> [Work to complete]:
Extract from the listing each line in which the word "cable" appears.

> [Source records]:
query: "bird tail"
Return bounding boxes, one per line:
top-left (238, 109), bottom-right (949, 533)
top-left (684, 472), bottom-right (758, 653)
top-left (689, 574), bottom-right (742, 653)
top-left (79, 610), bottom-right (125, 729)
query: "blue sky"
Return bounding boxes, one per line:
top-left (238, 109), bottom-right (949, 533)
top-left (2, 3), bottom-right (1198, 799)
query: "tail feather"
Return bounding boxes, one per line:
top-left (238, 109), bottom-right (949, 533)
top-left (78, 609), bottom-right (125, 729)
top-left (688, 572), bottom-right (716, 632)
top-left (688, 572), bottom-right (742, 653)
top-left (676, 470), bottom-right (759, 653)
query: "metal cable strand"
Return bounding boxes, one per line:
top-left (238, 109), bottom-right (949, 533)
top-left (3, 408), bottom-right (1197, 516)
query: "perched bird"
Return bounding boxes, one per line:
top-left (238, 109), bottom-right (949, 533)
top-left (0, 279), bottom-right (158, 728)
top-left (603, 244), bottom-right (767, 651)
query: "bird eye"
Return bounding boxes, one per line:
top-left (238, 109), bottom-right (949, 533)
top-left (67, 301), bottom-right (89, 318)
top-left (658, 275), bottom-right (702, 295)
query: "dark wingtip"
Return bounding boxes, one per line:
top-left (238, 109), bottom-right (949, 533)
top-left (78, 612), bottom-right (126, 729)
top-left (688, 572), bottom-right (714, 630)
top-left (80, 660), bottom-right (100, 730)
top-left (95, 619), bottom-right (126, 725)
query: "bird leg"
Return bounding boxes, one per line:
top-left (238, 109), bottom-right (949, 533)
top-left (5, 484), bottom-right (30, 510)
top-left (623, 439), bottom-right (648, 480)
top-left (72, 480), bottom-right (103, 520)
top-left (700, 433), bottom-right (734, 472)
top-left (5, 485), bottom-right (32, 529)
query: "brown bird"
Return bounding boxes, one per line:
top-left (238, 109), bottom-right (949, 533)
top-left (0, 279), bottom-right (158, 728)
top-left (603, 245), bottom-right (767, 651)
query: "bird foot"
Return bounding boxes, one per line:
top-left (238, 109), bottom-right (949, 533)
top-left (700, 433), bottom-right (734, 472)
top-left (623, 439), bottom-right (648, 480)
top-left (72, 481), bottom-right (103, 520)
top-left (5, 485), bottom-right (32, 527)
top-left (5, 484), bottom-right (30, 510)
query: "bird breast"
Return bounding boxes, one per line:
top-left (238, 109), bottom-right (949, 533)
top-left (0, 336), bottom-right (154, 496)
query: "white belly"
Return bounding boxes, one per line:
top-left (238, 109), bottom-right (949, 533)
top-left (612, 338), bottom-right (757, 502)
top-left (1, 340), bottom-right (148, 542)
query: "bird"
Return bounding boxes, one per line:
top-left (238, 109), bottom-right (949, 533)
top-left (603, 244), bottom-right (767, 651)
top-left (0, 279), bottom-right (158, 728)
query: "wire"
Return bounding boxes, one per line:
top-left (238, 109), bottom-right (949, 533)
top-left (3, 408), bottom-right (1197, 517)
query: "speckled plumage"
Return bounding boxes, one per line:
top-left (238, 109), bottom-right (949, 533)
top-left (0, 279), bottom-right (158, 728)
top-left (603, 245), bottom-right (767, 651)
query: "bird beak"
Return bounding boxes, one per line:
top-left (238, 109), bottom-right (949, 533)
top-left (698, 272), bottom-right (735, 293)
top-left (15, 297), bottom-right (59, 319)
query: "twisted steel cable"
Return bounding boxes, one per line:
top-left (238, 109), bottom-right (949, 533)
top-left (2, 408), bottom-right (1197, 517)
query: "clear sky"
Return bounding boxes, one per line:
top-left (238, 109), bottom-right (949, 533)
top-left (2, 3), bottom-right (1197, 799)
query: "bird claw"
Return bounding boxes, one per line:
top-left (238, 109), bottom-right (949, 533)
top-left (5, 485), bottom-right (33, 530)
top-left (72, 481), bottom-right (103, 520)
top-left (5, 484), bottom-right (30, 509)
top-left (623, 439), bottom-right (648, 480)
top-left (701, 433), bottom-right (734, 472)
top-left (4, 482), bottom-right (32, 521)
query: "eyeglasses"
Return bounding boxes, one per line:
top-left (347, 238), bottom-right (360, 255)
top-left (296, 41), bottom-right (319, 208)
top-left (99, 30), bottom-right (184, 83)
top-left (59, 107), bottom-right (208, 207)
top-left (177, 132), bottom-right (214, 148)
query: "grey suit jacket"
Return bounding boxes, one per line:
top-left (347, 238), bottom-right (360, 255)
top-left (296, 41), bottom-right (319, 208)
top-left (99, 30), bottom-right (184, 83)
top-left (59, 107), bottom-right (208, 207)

> [Answer to this exercise]:
query: "metal cable strand"
query: "twisted steel cable"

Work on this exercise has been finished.